## TEXT EXCERPT
*** Block opens ***
External Affairs Minister S M Krishna on Tuesday said the Indian government will be contacting the government of Bangladesh to seek the extradition of suspected Kandahar hijack accused and top Jaish-e Mohammed militant Nannu Mia alias Belal Mandol.
Krishna said New Delhi would move on the matter expeditiously after Mandol's admission that he had played a key role in the hijacking of the Indian Airlines plane IC-814 in 1999 from Kathmandu to Kandahar.
Mandol was arrested by security agencies in Dhaka along with four other militants near the Dhaka College, Bangladeshi officials have said.
Five operatives of the Pakistan-based militant group Jaish-e-Mohammed, including its Pakistani coordinator in Bangladesh who was also a recruiter for operations in India, were nabbed in Dhaka, officials said on Sunday.
Of the five JeM activists, one is a Pakistani national while the remaining four are Bangladeshi citizens, said Mohammad Kamaruzzaman, assistant director of the elite Rapid Action Battalion.
The arrest of Belal, who claims to be a native of north Bangladeshi town Sylhet, along with Rezwan Ahmed is being considered as a major success by the local authorities.
*** Block closes ***
## ACTIONS TO TAKE
1. Answer these questions from the news report on the Kandahar hijack suspect:
(a) Which Indian Airlines plane was hijacked in 1999, and from where to where?
(b) Near what place in Dhaka was Mandol arrested?
(c) How many of the five JeM activists are Bangladeshi citizens?
2. Resume the news report on the Kandahar hijack suspect's arrest, continuing past its final sentence.
The records that come next have no connection to this news report.

## DATA EXCERPTS
*** Block opens ***
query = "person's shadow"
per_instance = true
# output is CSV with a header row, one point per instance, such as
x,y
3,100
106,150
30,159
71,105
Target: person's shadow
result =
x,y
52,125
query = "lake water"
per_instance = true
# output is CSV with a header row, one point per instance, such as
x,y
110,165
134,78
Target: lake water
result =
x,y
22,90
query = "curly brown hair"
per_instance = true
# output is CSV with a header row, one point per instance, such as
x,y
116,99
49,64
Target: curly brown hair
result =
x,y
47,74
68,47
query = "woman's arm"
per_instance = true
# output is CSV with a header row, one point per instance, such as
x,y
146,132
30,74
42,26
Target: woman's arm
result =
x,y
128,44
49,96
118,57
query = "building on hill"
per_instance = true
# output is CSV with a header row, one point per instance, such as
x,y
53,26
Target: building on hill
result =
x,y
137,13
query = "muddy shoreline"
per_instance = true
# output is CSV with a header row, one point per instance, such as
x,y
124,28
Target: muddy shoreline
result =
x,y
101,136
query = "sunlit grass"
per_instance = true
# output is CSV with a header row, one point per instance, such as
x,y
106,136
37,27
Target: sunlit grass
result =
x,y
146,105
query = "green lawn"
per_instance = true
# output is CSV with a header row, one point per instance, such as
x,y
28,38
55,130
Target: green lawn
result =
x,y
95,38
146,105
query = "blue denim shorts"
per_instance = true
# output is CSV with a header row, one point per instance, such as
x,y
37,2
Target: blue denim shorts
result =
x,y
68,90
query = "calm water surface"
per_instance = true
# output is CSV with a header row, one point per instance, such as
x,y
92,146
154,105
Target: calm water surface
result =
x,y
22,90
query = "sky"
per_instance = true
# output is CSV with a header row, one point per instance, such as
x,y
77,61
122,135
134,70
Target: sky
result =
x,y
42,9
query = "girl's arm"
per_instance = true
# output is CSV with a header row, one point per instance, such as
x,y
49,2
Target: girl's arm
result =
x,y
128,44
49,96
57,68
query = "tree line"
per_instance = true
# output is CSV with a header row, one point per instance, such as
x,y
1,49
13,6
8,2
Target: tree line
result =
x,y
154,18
*** Block closes ***
*** Block opens ***
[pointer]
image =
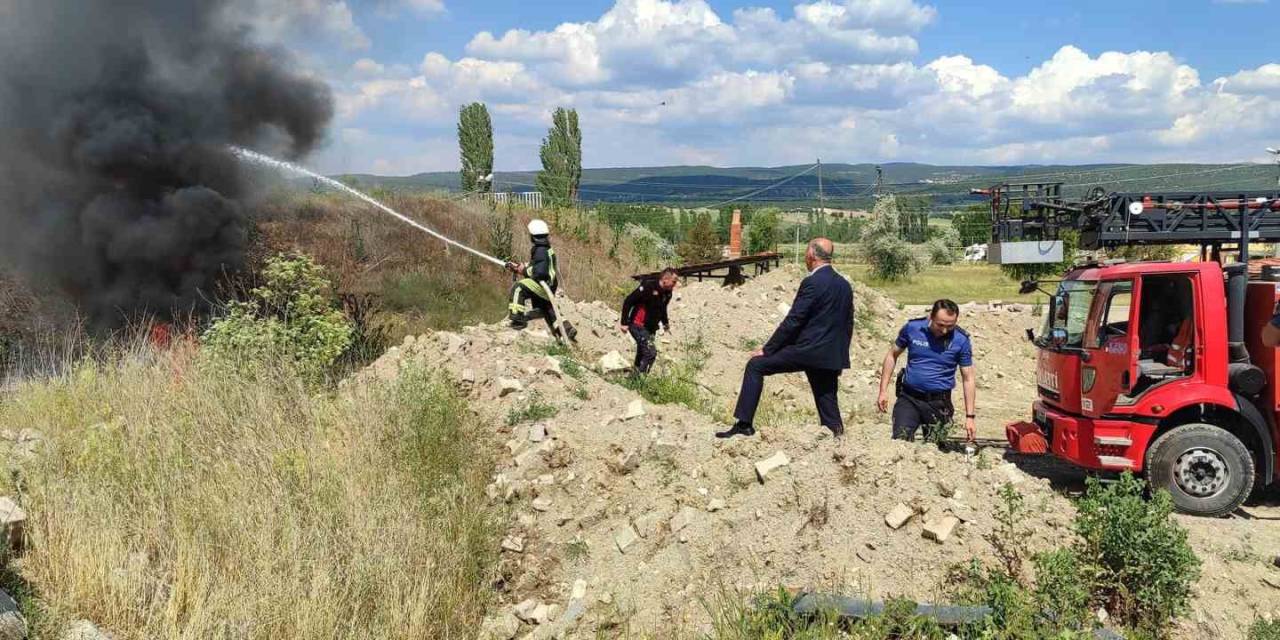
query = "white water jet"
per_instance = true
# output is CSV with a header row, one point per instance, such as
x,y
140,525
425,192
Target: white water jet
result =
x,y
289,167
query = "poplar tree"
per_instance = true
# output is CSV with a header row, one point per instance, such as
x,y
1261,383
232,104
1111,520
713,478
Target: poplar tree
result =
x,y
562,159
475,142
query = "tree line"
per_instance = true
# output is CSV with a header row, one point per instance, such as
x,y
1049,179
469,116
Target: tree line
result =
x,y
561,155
*** Block closes ***
*** Block opens ***
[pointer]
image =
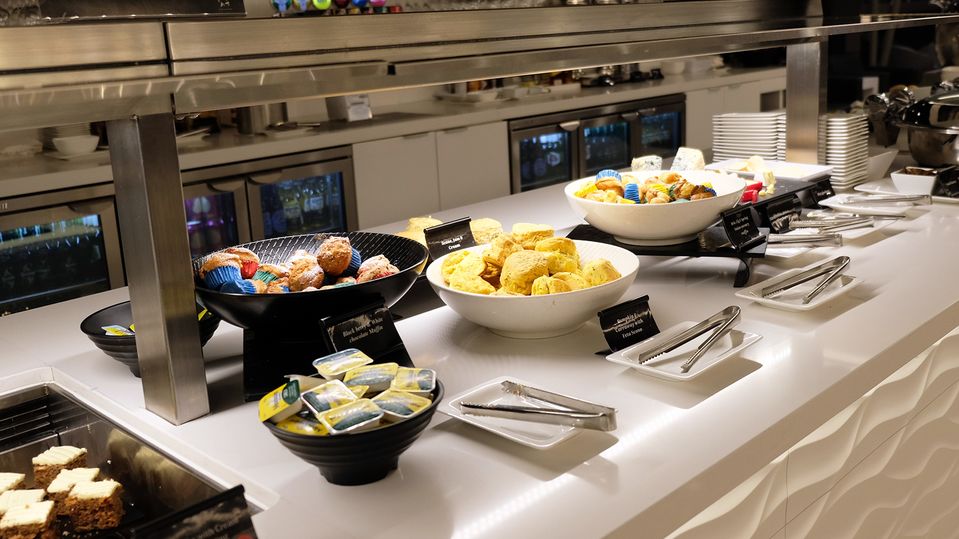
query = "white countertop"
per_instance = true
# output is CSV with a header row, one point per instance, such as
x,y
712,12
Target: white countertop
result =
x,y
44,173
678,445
*** Block closes ***
## ANSWER LIST
1.
(a) IC-814, from Kathmandu to Kandahar.
(b) Near the Dhaka College.
(c) Four.

2.
A private television channel quoted RAB officials, as saying they had learnt that Nannu was imprisoned in Guwahati for about ten years, with more than four militancy-related cases pending against him in different courts in India.
Rezwan, 26, of Karachi, his two brothers Imazuddin alias Munna and Sadek Hossain alias Khoka and Abu Naser Munshi was arrested during the special anti-militancy drive.
RAB officials said Rezwan had confessed that he was JeM's regional coordinator and also a recruiting agent for conducting operations in India.
Rezwan, a fluent speaker in Hindi, Urdu, Bangla and English, was well trained to use handguns, sniper rifles, automatic weapons, light machine guns, heavy machineguns, RPGs and executing operations using explosives, officials said.
They said he was also skilled in planning suicide attacks at rail stations and trains.